#### A block of data
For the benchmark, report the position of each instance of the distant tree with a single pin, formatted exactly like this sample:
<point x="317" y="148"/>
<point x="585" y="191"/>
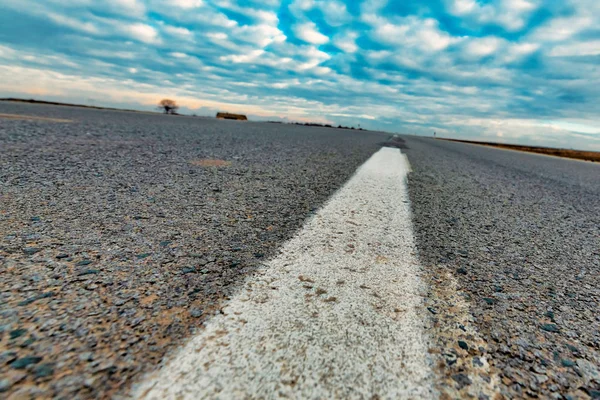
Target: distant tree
<point x="168" y="106"/>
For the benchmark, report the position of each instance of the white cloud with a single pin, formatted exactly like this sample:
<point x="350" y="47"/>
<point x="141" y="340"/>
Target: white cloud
<point x="142" y="32"/>
<point x="73" y="23"/>
<point x="564" y="28"/>
<point x="591" y="48"/>
<point x="186" y="4"/>
<point x="335" y="12"/>
<point x="483" y="47"/>
<point x="413" y="32"/>
<point x="131" y="7"/>
<point x="511" y="14"/>
<point x="183" y="33"/>
<point x="346" y="42"/>
<point x="308" y="32"/>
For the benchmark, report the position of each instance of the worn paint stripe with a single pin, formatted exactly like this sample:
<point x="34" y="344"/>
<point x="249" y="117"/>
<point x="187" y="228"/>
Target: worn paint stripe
<point x="338" y="314"/>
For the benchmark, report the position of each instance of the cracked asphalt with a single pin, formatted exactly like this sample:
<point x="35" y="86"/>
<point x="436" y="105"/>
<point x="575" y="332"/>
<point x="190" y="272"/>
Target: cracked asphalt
<point x="121" y="233"/>
<point x="520" y="235"/>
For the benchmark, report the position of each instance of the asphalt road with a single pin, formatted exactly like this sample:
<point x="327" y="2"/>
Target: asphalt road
<point x="520" y="235"/>
<point x="118" y="237"/>
<point x="123" y="234"/>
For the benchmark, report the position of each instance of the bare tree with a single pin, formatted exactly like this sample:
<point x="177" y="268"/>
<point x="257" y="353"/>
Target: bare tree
<point x="168" y="106"/>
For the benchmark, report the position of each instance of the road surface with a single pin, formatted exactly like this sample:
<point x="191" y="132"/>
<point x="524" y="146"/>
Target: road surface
<point x="130" y="239"/>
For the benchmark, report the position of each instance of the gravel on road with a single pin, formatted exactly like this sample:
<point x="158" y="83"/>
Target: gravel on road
<point x="121" y="233"/>
<point x="519" y="236"/>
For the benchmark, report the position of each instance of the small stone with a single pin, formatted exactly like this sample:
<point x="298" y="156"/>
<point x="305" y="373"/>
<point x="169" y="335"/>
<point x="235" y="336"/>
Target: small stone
<point x="7" y="357"/>
<point x="24" y="362"/>
<point x="17" y="333"/>
<point x="44" y="370"/>
<point x="567" y="363"/>
<point x="35" y="298"/>
<point x="550" y="328"/>
<point x="196" y="312"/>
<point x="5" y="384"/>
<point x="31" y="250"/>
<point x="88" y="272"/>
<point x="462" y="380"/>
<point x="451" y="358"/>
<point x="137" y="321"/>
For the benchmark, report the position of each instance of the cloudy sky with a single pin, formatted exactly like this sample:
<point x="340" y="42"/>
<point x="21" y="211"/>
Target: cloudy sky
<point x="524" y="71"/>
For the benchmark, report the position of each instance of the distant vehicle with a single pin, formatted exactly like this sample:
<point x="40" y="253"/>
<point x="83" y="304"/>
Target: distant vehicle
<point x="239" y="117"/>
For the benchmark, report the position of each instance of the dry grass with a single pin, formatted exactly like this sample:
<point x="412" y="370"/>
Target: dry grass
<point x="567" y="153"/>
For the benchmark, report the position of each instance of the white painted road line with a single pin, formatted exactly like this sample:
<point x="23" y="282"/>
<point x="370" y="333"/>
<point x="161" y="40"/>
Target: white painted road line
<point x="336" y="315"/>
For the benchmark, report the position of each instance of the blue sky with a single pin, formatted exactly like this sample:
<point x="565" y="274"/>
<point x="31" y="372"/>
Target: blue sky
<point x="523" y="71"/>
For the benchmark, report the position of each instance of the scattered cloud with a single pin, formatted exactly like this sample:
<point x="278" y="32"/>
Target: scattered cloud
<point x="308" y="32"/>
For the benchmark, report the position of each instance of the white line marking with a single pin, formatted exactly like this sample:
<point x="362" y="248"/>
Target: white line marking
<point x="336" y="315"/>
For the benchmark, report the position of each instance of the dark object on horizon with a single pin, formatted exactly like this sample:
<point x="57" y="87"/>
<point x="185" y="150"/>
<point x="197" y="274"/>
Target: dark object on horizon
<point x="168" y="106"/>
<point x="238" y="117"/>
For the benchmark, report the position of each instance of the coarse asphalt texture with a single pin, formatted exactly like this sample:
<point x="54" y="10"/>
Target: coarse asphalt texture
<point x="520" y="235"/>
<point x="121" y="233"/>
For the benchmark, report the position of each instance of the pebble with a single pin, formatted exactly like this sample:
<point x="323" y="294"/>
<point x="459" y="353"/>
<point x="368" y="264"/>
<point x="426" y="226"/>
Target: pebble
<point x="5" y="384"/>
<point x="31" y="250"/>
<point x="196" y="312"/>
<point x="24" y="362"/>
<point x="43" y="370"/>
<point x="550" y="328"/>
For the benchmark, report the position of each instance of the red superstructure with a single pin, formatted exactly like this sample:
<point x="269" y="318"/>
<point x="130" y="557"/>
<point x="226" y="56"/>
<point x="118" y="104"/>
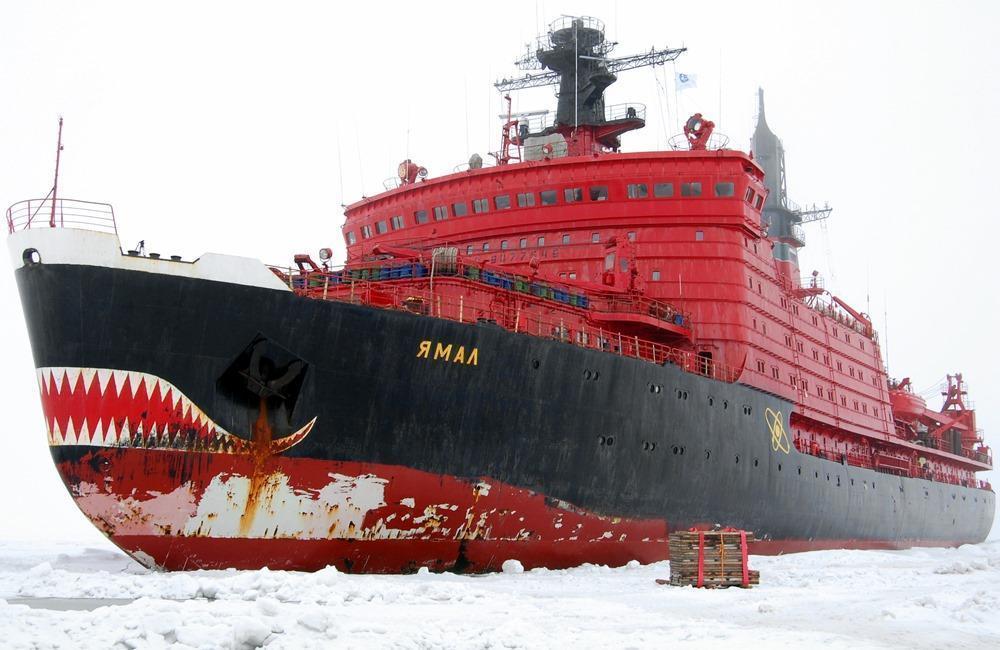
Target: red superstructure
<point x="558" y="359"/>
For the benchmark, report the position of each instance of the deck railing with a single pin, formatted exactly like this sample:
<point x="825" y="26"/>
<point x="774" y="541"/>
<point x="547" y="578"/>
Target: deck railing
<point x="389" y="271"/>
<point x="417" y="296"/>
<point x="61" y="213"/>
<point x="891" y="464"/>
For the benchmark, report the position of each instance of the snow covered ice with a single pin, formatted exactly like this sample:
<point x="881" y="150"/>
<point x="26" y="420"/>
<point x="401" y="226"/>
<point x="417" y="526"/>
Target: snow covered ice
<point x="919" y="598"/>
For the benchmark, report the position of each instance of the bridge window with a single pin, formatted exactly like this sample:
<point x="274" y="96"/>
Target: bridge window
<point x="691" y="189"/>
<point x="637" y="191"/>
<point x="725" y="189"/>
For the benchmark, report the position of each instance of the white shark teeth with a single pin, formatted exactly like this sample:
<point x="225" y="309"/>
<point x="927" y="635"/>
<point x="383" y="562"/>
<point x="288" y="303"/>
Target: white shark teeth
<point x="97" y="435"/>
<point x="72" y="375"/>
<point x="103" y="377"/>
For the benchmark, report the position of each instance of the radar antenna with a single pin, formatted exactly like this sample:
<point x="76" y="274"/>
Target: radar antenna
<point x="576" y="54"/>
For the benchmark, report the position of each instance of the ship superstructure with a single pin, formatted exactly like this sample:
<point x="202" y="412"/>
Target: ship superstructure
<point x="558" y="358"/>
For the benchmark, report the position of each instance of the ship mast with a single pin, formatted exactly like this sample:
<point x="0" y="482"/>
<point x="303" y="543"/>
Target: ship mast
<point x="575" y="52"/>
<point x="55" y="181"/>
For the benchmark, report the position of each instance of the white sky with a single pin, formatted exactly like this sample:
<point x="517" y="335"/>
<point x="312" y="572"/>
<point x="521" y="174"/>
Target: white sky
<point x="241" y="127"/>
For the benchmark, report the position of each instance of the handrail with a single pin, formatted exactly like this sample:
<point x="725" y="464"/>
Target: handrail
<point x="567" y="294"/>
<point x="67" y="213"/>
<point x="415" y="296"/>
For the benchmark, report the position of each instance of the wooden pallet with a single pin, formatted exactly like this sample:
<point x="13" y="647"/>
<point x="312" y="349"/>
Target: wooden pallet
<point x="710" y="559"/>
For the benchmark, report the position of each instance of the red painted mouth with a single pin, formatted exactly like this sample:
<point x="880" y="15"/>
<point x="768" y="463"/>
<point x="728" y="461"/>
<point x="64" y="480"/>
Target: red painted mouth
<point x="99" y="407"/>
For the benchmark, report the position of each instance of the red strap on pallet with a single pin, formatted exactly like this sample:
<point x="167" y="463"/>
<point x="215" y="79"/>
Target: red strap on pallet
<point x="701" y="558"/>
<point x="743" y="550"/>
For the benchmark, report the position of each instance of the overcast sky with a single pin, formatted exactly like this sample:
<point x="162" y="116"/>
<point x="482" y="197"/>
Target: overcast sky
<point x="242" y="127"/>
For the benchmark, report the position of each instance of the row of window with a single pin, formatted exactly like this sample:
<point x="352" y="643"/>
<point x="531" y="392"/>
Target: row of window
<point x="545" y="198"/>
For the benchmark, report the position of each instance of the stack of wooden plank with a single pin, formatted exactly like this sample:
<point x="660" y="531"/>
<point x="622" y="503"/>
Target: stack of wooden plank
<point x="711" y="558"/>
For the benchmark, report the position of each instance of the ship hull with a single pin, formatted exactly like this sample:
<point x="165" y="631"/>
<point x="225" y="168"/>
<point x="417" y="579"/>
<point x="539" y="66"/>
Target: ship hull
<point x="393" y="441"/>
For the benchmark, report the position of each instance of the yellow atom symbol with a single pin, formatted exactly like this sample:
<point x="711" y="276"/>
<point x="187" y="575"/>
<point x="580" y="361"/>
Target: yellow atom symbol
<point x="776" y="423"/>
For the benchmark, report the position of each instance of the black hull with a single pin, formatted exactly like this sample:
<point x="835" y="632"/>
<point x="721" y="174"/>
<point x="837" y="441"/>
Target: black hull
<point x="529" y="412"/>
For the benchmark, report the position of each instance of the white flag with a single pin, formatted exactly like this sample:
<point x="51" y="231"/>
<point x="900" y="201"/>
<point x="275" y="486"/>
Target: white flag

#### What is needed
Starting at the line with "of window with", copy every line up to and including the last one in the entries above.

#### Response
For the benchmark, report the position of each instance of the row of window with a single pin, formatted exactly like this sample:
<point x="352" y="643"/>
<point x="531" y="392"/>
Target: row of window
<point x="545" y="198"/>
For the benchmark, report the position of each instance of the stack of wooden plank with a single pin, formatted exactly like this sample:
<point x="660" y="531"/>
<point x="622" y="503"/>
Target: stack of wooden plank
<point x="711" y="558"/>
For the benchmark, report the position of each instance of the ship hull with a single pin, formatted exactly like this sample:
<point x="165" y="631"/>
<point x="225" y="168"/>
<point x="417" y="579"/>
<point x="539" y="66"/>
Target: ship hull
<point x="393" y="441"/>
For the benchmark, report the position of each instance of the yellow atom symbol with a single pin, formatted exactly like this sample:
<point x="711" y="276"/>
<point x="187" y="575"/>
<point x="580" y="361"/>
Target: yellow atom symbol
<point x="776" y="423"/>
For the benchmark, report the position of each instance of the black hull with a single pin, formatted exactly like this sample:
<point x="835" y="632"/>
<point x="721" y="174"/>
<point x="837" y="441"/>
Target: black hull
<point x="529" y="412"/>
For the benchmark, report the position of each instance of the white flag with a single pin, formatted exactly like this sample:
<point x="51" y="231"/>
<point x="900" y="201"/>
<point x="275" y="486"/>
Target: white flag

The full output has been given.